__GOAL OF THE EXERCISE__. Please copy the listing, starting at the line that contains "Please mark the harvested" and ending at its last line, requests included. Raise every number in the answer coordinates by 53, leaving the requests and their sample coordinates unchanged.
* Start *
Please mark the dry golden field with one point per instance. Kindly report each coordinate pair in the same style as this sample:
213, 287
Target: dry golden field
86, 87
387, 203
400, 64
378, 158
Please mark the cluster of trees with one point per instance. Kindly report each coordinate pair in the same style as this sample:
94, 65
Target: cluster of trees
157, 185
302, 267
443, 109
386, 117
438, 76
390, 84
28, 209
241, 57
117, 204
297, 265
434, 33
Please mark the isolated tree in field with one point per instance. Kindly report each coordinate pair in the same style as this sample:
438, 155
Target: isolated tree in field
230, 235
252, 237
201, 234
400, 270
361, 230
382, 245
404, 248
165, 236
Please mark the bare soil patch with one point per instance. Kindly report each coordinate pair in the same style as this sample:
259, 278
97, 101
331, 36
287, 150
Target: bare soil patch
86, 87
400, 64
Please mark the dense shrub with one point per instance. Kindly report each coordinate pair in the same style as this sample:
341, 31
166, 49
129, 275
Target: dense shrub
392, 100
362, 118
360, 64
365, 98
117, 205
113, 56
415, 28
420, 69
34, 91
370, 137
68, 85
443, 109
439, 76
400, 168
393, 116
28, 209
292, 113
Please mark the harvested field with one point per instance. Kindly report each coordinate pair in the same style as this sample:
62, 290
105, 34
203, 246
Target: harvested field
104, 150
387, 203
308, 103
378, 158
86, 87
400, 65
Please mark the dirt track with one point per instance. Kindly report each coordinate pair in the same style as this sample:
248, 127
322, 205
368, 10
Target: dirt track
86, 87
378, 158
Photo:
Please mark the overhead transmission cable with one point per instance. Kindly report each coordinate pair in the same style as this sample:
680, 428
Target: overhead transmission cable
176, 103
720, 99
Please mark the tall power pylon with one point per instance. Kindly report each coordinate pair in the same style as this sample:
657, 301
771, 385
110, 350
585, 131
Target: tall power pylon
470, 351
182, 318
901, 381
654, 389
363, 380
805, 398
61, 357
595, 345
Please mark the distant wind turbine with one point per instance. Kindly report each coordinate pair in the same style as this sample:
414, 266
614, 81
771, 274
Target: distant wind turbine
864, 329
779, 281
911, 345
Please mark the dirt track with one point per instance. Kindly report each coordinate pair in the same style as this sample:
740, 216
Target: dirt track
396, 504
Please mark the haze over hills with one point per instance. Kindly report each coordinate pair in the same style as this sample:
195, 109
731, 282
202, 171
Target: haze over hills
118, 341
* End *
__COMPLETED EXERCISE__.
Please mark the harvested field with one point per instance. Kindly report each coordinate pair in the same style as this sample:
62, 290
105, 34
203, 246
Target: harvested field
157, 203
440, 256
361, 156
431, 211
139, 140
453, 118
Please mark the dirt track with one point per instance. Kindly report each coordinate pair in the same style as this sample:
248, 127
322, 205
368, 10
Target: dirt track
139, 140
431, 211
Photo:
Please mark the overhead transmission cable with one point per instance. Kindly report each coordinate pair in the same style as this sample:
680, 428
Target: overhead transmission cable
229, 156
773, 152
Please mark the tall power pylon with one point per instance. Kindly report each coordinate pair in the same style as this sample:
657, 301
771, 385
110, 350
585, 131
Target: tall power pylon
523, 404
235, 371
954, 434
707, 442
416, 433
858, 451
114, 410
648, 398
Please mark the distant wind turbine with one point per instance. Kindly report each coordinate pair in the same style as this sample:
414, 266
614, 81
771, 274
Target: distant wind turbine
917, 382
832, 334
964, 398
Please mark the dirt track with one point per instance. Kindly report each coordinate pair in the same style as this sample:
740, 216
Target: dirt track
449, 557
Please mark the haze over hills with one point per instance. Kindly report each coordinate pair in the same style as this sample:
195, 109
731, 282
202, 171
Target: haze over hills
171, 394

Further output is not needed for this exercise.